## Задание
Продолжите текст о романе «Князь Серебряный», начав сразу после его последнего предложения.

## Отрывок текста
****
В самом начале января следующего года он наконец-то читает на собраниях у государыни — императрицы своего «Князя Серебряного». Чтения проходят с огромным успехом, автор удостаивается личного подарка государыни, а впоследствии книга будет рекомендована как образцовая для детского и юношеского чтения. Странно, что критикой роман почти не был замечен... Да, господа мои, очевидно критикам той поры требовалось нечто более «соленое» или откровенно протестное, нигилистическое, либо еще какое-нибудь. А тут, собственно, чуть ли не верноподданический гимн. Остается лишь сожалеть, что предки наши в массе оказались столь близоруки и вообще ограничены. Читай они роман внимательно и с душой, возможно... Впрочем они и с Ф. М. Достоевским подчас аналогичным образом поступали, хаяли, не понимали... А потом, утратив монархию и предав самодержца, бегали, как настеганные, якобы «спасая Россию»... Правда, справедливости ради, хотелось бы и А. М. Горького помянуть не добрым словом в связи с цитатой, приведенной в начале статьи,— где же он слащавость и лубочность обнаружил? Вчитайтесь в «Князя...», перед нами впечатляющее, масштабное, художественно-историческое произведение, исследующее очень непростые отношения гражданина и власти в период острейшего кризиса последней. Прекрасно показана противоречивая, психически не здоровая, жуткая порой, личность Иоанна IV Грозного в период Опричнины, когда царь, наверняка преследуемый кошмарами молодости, мстит родовитой аристократии за испытанные в отрочестве и юности ужасы, ведь в самом начале царствования малолетний царь стал по сути заложником борьбы боярских партий, свидетелем народных бунтов, когда страх смерти, да и сама смерть, были его ежедневными спутниками. Казалось бы и служить такому государю нет никакого смысла, ибо любого подстерегает опасность быть отравленным или казненным, после изощренных издевательств и пыток, безо всякого повода или из корысти тех же опричников, но...
****
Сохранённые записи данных
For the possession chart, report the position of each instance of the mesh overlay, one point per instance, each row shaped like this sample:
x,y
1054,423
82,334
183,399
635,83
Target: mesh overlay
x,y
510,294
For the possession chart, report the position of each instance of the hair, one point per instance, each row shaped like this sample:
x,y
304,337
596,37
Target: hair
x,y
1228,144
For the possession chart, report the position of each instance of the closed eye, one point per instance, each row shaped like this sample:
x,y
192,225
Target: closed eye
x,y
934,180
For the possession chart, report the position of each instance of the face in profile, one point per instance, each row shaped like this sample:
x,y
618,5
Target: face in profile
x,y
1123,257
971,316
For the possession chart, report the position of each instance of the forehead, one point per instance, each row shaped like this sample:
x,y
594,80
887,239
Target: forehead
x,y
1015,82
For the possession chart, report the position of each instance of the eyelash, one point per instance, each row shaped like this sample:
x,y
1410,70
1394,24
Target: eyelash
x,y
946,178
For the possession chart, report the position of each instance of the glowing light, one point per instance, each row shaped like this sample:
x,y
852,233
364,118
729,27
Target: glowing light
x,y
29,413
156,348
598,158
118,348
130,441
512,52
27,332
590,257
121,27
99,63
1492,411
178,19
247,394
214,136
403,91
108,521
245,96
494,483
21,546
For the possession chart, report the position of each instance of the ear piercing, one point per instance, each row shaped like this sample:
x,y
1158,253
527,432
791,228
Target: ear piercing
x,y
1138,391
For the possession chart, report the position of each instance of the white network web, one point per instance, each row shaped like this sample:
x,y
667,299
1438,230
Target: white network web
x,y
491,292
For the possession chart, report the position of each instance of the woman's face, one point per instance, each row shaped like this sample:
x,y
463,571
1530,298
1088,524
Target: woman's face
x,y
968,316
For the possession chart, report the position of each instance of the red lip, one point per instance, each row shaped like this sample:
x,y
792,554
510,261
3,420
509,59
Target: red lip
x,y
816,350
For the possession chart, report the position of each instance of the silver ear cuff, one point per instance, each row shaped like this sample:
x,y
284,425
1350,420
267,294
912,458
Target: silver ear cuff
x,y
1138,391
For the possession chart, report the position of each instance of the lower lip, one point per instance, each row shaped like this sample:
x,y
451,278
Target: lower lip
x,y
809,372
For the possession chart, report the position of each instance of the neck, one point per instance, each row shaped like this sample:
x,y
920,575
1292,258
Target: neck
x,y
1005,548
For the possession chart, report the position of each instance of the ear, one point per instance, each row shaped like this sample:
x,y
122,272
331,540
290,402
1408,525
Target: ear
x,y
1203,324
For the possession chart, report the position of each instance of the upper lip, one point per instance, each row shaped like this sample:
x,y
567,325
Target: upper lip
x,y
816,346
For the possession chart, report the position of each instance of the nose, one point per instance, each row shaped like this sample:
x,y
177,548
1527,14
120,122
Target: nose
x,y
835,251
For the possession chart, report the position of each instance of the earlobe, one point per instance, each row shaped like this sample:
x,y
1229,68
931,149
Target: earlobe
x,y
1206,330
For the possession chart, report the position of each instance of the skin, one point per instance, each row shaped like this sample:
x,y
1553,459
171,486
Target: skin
****
## Ответ
Но были, есть и будут на Святой Руси люди чести и долга, люди совести и веры, для которых жизнь имеет смысл, ежели она может быть положена на алтарь Отечества, которые присягают один раз, а присягнув, не колеблясь следуют этой присяге, считая государя, каким бы он ни был, действительно помазанником Божьим, данным свыше народу, либо в поощрение, либо за грехи. Такие люди свято чтят любовь, и свою и чужую, но никогда не испачкают высокое чувство низменными страстишками и не пойдут ради удовлетворения оных на преступление. Именно таким и предстают перед нами князь Никита Романович Серебряный и боярин Дружина Андреевич Морозов с супругой Еленой Дмитриевной, бывшей возлюбленной князя. Это яркие антиподы опричников — Вяземского, Годунова, Скуратова, Басмановых, Грязнова... Тяжкие испытания уготованы главному герою и его близким, но себя они не уронят, против совести не пойдут, даже под страхом неминуемой смерти, но и присяге, и государю, и личным нравственным установкам не изменят.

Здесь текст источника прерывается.